Задание A — В каких строках данных ниже встречается слово «gray»? Выпишите все такие строки с учетом регистра букв.

Исходный текст —
**********
Вы здесь

Борис Хлебников. «В нашей стране трудно научиться профессии»

Борис Хлебников. «В нашей стране трудно научиться профессии»

Борис Хлебников — человек контрастов: долгое время создавал документальные передачи для телеканала «Культура», снимал артхаусные ленты «Коктебель», «Свободное плавание», «Сумасшедшую помощь», а сейчас разрабатывает ситком «Любовь на районе» для канала ТНТ. В интервью Cinemotion_Lab он рассказал, чем привлекает его работа на телевидении, как из одной надписи на стене можно придумать сюжет фильма и почему, по его мнению, не стоит учиться режиссуре во ВГИКе.

CINEMOTION_LAB: Вы учились во ВГИКе на киноведческом факультете. Как произошла ваша трансформация в режиссера и сценариста?

БХ: Не было никакой трансформации. Сначала я вообще учился на биологическом факультете МГУ и собирался стать энтомологом. В какой-то момент кино стало интересней. Как любому киноману, оно казалось чем-то возвышенным, заоблачным, недосягаемым. Я испугался поступать на режиссерский и поступил на тот факультет, куда был самый маленький конкурс, а мальчиков — вообще брали без конкурса.

CL: Где вы узнавали о технических вещах, которые преподают студентам режиссерских факультетов? Прямо на площадке?

БХ: Я читал книжки, рисовал раскадровки…. На самом деле, мне до сих пор не хватает знаний. Я начинаю теряться, например, когда в комнате шесть человек, и мне нужно снять их разговор. Я не очень понимаю систему.
**********
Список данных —
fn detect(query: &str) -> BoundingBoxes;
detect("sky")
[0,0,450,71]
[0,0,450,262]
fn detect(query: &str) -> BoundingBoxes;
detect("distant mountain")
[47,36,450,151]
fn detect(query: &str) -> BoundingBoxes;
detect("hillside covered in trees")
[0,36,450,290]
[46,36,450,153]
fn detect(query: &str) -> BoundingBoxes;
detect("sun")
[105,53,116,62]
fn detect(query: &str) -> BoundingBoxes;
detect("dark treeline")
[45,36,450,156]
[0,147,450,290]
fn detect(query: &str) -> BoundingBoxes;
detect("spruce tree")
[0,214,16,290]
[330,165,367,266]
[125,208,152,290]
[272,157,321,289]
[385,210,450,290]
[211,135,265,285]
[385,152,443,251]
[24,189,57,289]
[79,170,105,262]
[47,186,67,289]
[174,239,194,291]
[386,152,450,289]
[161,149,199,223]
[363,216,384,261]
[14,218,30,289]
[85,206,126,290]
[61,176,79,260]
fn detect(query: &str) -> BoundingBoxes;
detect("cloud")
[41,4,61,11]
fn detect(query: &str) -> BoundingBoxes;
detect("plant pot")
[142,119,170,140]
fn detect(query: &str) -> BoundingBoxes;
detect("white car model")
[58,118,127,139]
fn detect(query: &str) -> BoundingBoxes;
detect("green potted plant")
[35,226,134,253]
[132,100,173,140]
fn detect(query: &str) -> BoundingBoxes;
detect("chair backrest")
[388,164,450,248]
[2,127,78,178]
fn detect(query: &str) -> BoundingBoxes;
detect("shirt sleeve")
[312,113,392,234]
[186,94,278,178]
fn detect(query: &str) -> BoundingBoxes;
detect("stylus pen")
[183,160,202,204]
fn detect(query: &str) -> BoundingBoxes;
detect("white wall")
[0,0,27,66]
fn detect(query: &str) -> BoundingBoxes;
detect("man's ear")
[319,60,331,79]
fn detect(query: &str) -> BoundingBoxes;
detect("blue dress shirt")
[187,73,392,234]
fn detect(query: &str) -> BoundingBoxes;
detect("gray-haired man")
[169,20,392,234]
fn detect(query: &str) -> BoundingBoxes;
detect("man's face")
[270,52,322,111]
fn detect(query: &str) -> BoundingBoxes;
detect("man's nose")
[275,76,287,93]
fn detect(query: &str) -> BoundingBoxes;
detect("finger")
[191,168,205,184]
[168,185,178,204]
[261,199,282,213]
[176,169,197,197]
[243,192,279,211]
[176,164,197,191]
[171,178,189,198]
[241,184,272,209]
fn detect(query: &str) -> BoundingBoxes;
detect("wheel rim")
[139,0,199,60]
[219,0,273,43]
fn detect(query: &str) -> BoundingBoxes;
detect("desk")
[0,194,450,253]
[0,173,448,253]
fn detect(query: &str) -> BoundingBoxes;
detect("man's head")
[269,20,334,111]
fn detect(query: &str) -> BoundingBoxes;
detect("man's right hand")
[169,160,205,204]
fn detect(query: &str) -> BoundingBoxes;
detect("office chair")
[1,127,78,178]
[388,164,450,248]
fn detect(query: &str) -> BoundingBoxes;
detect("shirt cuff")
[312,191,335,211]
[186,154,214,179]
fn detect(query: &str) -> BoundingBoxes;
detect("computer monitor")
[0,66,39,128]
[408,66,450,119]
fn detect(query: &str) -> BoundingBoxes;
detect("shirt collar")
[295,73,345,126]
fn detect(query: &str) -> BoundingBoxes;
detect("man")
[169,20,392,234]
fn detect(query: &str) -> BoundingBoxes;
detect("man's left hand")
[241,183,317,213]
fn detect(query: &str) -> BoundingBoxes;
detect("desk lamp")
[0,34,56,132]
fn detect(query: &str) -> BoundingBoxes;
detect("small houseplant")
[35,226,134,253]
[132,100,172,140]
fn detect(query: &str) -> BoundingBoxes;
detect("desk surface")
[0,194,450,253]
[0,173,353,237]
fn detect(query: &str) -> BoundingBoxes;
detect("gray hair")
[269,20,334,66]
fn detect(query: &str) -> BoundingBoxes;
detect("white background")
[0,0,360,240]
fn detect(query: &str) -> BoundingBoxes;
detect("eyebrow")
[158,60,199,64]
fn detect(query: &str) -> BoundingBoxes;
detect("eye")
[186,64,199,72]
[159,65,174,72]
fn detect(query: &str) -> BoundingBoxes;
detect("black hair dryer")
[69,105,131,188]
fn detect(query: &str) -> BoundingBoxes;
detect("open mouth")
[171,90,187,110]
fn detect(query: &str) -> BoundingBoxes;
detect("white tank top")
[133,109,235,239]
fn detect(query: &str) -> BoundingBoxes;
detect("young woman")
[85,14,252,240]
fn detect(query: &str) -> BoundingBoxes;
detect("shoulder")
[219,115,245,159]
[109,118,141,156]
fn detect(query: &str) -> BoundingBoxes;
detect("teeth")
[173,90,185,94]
**********
Задание B — Запишите полностью и слово в слово интервью с Борисом Хлебниковым, приведенное выше.

Разобранный ответ A —
detect("gray-haired man")
detect("gray hair")

Разобранный ответ B —
Вы здесь

Борис Хлебников. «В нашей стране трудно научиться профессии»

Борис Хлебников. «В нашей стране трудно научиться профессии»

Борис Хлебников — человек контрастов: долгое время создавал документальные передачи для телеканала «Культура», снимал артхаусные ленты «Коктебель», «Свободное плавание», «Сумасшедшую помощь», а сейчас разрабатывает ситком «Любовь на районе» для канала ТНТ. В интервью Cinemotion_Lab он рассказал, чем привлекает его работа на телевидении, как из одной надписи на стене можно придумать сюжет фильма и почему, по его мнению, не стоит учиться режиссуре во ВГИКе.

CINEMOTION_LAB: Вы учились во ВГИКе на киноведческом факультете. Как произошла ваша трансформация в режиссера и сценариста?

БХ: Не было никакой трансформации. Сначала я вообще учился на биологическом факультете МГУ и собирался стать энтомологом. В какой-то момент кино стало интересней. Как любому киноману, оно казалось чем-то возвышенным, заоблачным, недосягаемым. Я испугался поступать на режиссерский и поступил на тот факультет, куда был самый маленький конкурс, а мальчиков — вообще брали без конкурса.

CL: Где вы узнавали о технических вещах, которые преподают студентам режиссерских факультетов? Прямо на площадке?

БХ: Я читал книжки, рисовал раскадровки…. На самом деле, мне до сих пор не хватает знаний. Я начинаю теряться, например, когда в комнате шесть человек, и мне нужно снять их разговор. Я не очень понимаю систему.